(Location labeling records)

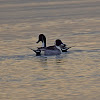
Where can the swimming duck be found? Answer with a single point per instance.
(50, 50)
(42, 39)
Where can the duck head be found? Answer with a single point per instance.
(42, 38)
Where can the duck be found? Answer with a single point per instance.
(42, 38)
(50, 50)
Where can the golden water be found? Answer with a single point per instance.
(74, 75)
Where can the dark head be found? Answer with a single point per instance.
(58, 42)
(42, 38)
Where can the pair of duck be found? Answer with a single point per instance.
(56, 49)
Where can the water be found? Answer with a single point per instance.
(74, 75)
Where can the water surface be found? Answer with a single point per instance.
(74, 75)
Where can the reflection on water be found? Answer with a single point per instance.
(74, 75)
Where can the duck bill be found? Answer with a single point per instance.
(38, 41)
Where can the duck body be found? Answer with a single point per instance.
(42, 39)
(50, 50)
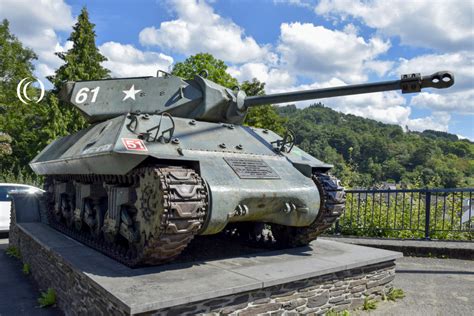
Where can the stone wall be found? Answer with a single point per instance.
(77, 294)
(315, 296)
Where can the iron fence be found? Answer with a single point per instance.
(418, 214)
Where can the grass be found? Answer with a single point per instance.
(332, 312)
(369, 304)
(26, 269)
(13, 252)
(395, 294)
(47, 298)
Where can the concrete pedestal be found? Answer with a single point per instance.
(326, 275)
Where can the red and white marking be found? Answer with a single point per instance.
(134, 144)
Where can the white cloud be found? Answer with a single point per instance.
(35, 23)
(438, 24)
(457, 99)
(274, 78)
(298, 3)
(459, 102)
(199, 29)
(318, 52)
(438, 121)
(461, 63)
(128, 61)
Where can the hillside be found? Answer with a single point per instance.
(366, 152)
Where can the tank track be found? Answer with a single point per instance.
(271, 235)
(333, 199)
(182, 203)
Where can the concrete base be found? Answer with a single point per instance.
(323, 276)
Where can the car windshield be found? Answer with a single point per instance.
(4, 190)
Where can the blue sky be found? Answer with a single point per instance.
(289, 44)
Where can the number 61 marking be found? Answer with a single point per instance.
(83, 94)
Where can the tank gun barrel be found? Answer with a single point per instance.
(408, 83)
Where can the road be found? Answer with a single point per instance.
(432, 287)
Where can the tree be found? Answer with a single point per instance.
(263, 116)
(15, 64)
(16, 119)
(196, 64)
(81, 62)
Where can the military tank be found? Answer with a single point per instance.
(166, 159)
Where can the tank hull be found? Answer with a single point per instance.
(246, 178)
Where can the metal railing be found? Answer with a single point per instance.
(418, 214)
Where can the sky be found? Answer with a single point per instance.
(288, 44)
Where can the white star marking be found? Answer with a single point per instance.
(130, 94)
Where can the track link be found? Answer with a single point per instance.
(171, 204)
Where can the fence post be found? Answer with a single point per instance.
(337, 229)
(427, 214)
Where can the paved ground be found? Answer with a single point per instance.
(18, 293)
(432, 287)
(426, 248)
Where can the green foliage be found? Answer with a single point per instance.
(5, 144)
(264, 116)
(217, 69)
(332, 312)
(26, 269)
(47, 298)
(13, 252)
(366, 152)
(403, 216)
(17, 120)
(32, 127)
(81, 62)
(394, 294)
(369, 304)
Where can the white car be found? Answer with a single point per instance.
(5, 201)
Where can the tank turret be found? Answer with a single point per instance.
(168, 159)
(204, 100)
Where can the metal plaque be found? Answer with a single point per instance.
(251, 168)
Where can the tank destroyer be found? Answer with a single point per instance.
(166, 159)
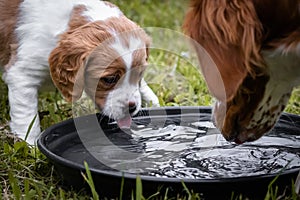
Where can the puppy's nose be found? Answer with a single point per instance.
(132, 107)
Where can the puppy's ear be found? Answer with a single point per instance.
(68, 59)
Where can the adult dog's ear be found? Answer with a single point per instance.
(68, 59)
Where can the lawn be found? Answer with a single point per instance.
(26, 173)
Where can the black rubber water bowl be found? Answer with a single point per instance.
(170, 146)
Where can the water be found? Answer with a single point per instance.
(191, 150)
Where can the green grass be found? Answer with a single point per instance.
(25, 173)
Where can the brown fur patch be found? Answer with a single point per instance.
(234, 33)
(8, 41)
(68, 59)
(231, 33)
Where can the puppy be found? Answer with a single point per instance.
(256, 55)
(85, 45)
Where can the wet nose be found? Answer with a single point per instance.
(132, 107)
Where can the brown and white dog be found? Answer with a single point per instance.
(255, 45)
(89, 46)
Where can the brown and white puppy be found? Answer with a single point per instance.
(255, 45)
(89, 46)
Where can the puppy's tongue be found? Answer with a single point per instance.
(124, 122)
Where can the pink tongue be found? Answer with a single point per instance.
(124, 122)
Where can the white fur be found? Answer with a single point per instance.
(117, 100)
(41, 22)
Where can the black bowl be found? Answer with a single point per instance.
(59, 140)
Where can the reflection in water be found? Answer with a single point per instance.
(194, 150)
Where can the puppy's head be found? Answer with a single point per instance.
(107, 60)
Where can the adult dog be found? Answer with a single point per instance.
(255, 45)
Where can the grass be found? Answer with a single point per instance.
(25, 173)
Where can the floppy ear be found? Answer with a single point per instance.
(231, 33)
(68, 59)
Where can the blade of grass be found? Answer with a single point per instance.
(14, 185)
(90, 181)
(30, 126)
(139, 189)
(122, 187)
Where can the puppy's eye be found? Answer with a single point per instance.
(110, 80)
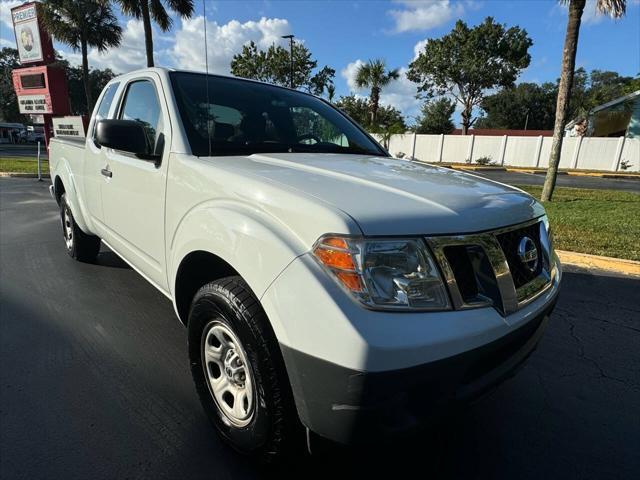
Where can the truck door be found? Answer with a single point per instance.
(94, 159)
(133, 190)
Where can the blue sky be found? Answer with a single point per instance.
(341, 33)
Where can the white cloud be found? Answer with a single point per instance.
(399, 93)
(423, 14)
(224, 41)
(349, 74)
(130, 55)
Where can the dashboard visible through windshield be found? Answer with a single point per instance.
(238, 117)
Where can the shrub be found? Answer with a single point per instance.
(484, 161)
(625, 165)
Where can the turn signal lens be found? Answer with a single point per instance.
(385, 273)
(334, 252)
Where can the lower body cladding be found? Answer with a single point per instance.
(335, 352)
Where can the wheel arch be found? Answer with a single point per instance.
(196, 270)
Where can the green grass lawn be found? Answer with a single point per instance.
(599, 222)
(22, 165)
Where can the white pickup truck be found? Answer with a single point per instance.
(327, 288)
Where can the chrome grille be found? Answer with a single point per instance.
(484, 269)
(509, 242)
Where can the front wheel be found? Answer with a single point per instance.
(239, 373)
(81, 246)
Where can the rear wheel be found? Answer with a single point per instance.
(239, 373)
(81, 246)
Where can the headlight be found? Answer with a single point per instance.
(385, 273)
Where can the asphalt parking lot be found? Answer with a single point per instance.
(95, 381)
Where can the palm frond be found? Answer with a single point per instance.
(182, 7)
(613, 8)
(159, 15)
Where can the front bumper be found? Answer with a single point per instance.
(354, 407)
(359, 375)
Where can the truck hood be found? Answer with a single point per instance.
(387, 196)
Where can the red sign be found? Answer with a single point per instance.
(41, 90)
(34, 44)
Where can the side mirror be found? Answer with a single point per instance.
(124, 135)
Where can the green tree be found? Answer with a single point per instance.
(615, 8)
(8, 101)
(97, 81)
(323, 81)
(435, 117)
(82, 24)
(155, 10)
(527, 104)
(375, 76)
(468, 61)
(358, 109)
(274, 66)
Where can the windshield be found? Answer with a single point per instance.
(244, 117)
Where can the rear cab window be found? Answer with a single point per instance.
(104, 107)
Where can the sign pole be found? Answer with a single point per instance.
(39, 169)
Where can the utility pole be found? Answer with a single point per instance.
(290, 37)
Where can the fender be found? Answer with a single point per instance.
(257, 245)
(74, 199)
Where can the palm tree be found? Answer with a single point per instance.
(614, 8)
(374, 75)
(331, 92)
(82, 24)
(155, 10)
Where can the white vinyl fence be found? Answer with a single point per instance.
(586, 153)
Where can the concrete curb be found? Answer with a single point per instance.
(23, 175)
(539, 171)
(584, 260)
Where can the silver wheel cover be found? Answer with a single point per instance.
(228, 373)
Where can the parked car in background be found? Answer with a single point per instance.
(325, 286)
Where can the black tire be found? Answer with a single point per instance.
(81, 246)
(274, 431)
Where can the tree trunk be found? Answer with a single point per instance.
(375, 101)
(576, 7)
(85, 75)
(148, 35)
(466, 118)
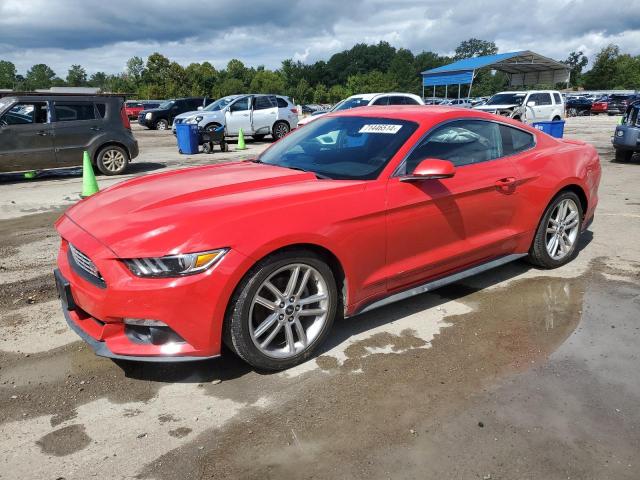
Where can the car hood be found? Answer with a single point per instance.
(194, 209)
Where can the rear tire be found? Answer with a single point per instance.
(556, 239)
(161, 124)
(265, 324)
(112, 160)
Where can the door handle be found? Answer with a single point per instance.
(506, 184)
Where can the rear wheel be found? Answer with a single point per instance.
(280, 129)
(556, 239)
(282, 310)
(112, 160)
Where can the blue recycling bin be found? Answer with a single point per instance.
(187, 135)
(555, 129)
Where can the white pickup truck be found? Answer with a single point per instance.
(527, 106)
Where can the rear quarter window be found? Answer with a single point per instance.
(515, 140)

◆ **Written request**
Every line from the one with "Where can the silver" through the last line of the material gets printed exactly, and nothing more. Omit the pictures.

◆ **Response to the task**
Where can the silver wheel cover be found? Answer with a single point per instance.
(228, 373)
Where can the parked car in background be found? Answer with a single point per instance.
(325, 286)
Where can the black tire be found? Answer with a single point per instance.
(81, 246)
(274, 431)
Where can the tree trunk be found? Answer with a single point per instance.
(375, 101)
(576, 7)
(85, 75)
(148, 35)
(466, 118)
Where can the car hood be found? Answer with a single point per instance.
(194, 209)
Where can the rear tire be found? Answer with a single point per instance.
(556, 239)
(161, 124)
(265, 324)
(112, 160)
Where can the door handle be found? Answer with a single point per instance.
(506, 184)
Where can the rear wheel be found? Answer with a single point per instance.
(280, 129)
(556, 239)
(282, 310)
(112, 160)
Where can the blue recycling bin be found? Answer with a single point per instance.
(187, 135)
(555, 129)
Where can the white pickup truck be found? Answer with a single point per instance.
(527, 106)
Where can the rear quarter window be found? Answer with a single point per instance.
(515, 140)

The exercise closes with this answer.